--- Records shown ---

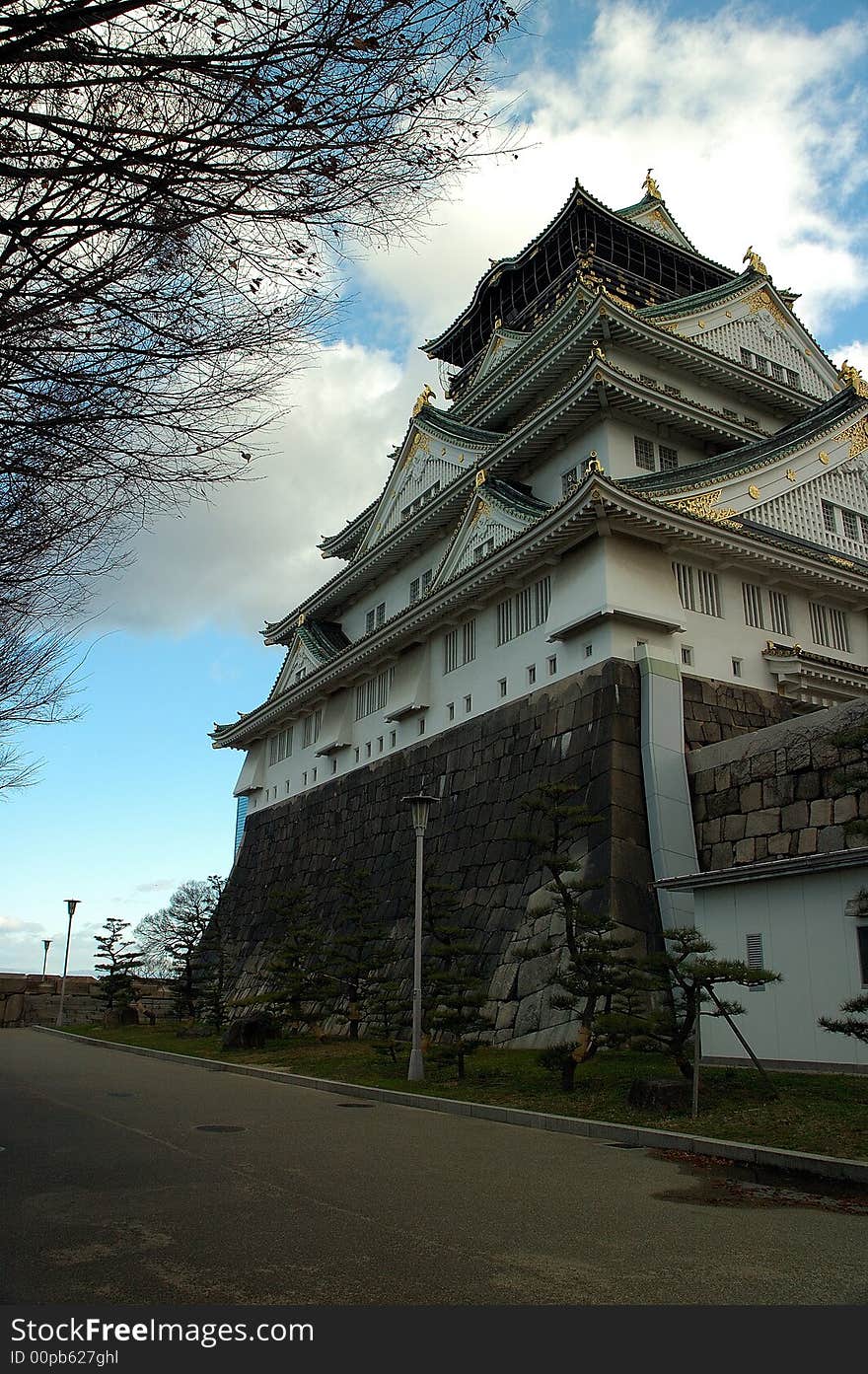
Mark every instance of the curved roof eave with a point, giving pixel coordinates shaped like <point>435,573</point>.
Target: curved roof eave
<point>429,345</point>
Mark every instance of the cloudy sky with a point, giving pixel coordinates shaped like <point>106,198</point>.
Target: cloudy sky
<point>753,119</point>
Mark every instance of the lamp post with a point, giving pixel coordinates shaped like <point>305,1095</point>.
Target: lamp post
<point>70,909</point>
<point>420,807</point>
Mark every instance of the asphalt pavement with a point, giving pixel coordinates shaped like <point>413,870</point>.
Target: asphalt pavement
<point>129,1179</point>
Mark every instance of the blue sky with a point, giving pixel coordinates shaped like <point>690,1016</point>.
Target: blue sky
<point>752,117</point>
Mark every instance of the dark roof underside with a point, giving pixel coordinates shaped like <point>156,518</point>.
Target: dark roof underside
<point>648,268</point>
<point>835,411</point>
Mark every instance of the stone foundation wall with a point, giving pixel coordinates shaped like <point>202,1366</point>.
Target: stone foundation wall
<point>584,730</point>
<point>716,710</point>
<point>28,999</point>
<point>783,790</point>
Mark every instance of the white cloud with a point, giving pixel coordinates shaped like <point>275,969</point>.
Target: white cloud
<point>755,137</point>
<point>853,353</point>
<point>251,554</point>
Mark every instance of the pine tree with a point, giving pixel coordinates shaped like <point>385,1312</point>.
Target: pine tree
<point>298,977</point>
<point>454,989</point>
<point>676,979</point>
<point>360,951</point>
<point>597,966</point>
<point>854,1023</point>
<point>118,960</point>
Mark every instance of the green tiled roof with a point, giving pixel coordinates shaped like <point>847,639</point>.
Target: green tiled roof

---

Please copy the material above word for word, leaving out the pictures.

• [Task solution]
Mark every instance of the curved roof eave with a point, giving pixel coordinates shaped like <point>435,573</point>.
Target: curved roof eave
<point>429,345</point>
Mark every instance of the cloudy sky with a point, giving pixel coordinates shaped like <point>106,198</point>.
Target: cloudy sky
<point>753,119</point>
Mark every instance of the lamp post with a point, giving pixel coordinates shaped like <point>305,1095</point>.
Target: lamp post
<point>70,909</point>
<point>420,807</point>
Mark every instance of the asphalt pavement with a point, giving pixel coordinates shaped like <point>413,870</point>.
Target: asphalt pavement
<point>129,1179</point>
Mark every instance of the blue sky with a point, giving pixel coordinates shaped like <point>690,1016</point>.
Target: blue sky
<point>752,117</point>
Mark every instance of the dark roof underside with a point, giving pixel coordinates shaped like <point>156,518</point>.
Target: dark roof underside
<point>648,268</point>
<point>835,411</point>
Mark every instance of the stone foundation wall with a point, giving pixel coordinates shaped like <point>202,1366</point>.
Target: stone foundation wall
<point>584,730</point>
<point>716,710</point>
<point>28,999</point>
<point>783,790</point>
Mark every instance of the white cloud with a point, giving pixel coordinates shaped like <point>275,969</point>.
Target: white cloud
<point>755,137</point>
<point>853,353</point>
<point>251,554</point>
Mark every instance of the pine tree with a point, giving pixel coordinates shaped like <point>385,1312</point>.
Target: pine tree
<point>298,977</point>
<point>454,989</point>
<point>676,979</point>
<point>360,951</point>
<point>597,966</point>
<point>854,1023</point>
<point>118,960</point>
Mark every instance of the green tiled roof with a point, giving pixel coordinates shaped like <point>847,639</point>.
Target: green tiled roof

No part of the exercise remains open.